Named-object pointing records
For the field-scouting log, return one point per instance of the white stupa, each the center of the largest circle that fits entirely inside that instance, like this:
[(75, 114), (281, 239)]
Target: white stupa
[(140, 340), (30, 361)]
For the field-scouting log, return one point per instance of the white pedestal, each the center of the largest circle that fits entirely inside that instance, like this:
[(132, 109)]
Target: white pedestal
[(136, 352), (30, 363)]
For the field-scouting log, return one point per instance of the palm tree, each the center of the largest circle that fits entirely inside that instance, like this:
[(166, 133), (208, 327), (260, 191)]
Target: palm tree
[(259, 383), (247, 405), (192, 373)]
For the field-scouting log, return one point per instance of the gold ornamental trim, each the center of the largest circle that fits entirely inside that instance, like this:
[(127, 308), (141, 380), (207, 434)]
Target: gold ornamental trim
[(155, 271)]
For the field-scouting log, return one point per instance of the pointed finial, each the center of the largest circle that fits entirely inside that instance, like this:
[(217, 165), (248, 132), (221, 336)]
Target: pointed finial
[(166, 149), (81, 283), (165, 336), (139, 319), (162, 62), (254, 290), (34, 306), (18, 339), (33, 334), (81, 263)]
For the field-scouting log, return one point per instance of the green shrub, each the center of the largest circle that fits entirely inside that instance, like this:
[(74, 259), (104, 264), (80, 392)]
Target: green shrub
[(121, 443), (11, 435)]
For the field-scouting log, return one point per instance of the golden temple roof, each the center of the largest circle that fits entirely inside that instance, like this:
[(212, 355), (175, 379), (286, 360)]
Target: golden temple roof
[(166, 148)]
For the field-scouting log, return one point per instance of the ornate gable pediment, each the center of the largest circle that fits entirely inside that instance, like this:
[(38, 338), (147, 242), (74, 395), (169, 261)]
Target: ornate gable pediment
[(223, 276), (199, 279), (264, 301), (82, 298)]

### WRITTEN INSTRUCTION
Please copy out every one of the records above again, word for word, leaving nothing out and changing nothing.

### EXERCISE ANSWER
For the field-scouting log, return one point per instance of the white stupa, each the center of the largest circle that fits entirely inside that instance, like this:
[(75, 114), (281, 239)]
Target: white stupa
[(140, 340), (30, 361)]
For the field-scouting log, return one point per instance of the white pedestal, each the center of the largest circle that fits entirely inside that instance, like this:
[(132, 109)]
Target: white pedestal
[(136, 352), (30, 363)]
For the field-scouting log, return one point per instance of the palm tree, each the center of the largest circle that fits entirely inside that instance, like this:
[(166, 133), (208, 327), (260, 191)]
Target: palm tree
[(259, 383), (247, 405), (192, 373)]
For the field-scouting log, return one point per instance of the gold ornamental trim, each the center of the largest circle that fits entirely inside that instance, like this:
[(127, 308), (141, 380), (207, 434)]
Target: gold ornamental trim
[(155, 271)]
For the field-scouting log, return one point per instance of the pointed finial, each the center of the largest circle that fits entirely inside that instance, like this:
[(217, 165), (248, 132), (221, 336)]
Target: pointed finial
[(166, 149), (81, 283), (165, 336), (139, 319), (162, 62), (254, 290), (34, 306), (18, 339), (33, 334), (81, 263)]
For the field-scouting log, return one point per instance of the green shrub, each the center of the largest circle that fits entirely inside that instance, like this:
[(74, 259), (104, 264), (80, 392)]
Target: green shrub
[(121, 443), (11, 435)]
For the field-scouting log, return one point per instance of the golden temple roof, each the center of the largest circle that fits entirely inside that instance, like this:
[(212, 355), (175, 379), (286, 360)]
Target: golden temple roof
[(166, 148)]
For the field-scouting log, return one point per instance of the ornate gable pediment, each the center of the largest circle that fits entirely inside that instance, like this:
[(38, 338), (147, 242), (74, 395), (169, 261)]
Target: ornate gable pediment
[(223, 276), (199, 279), (264, 301), (82, 298)]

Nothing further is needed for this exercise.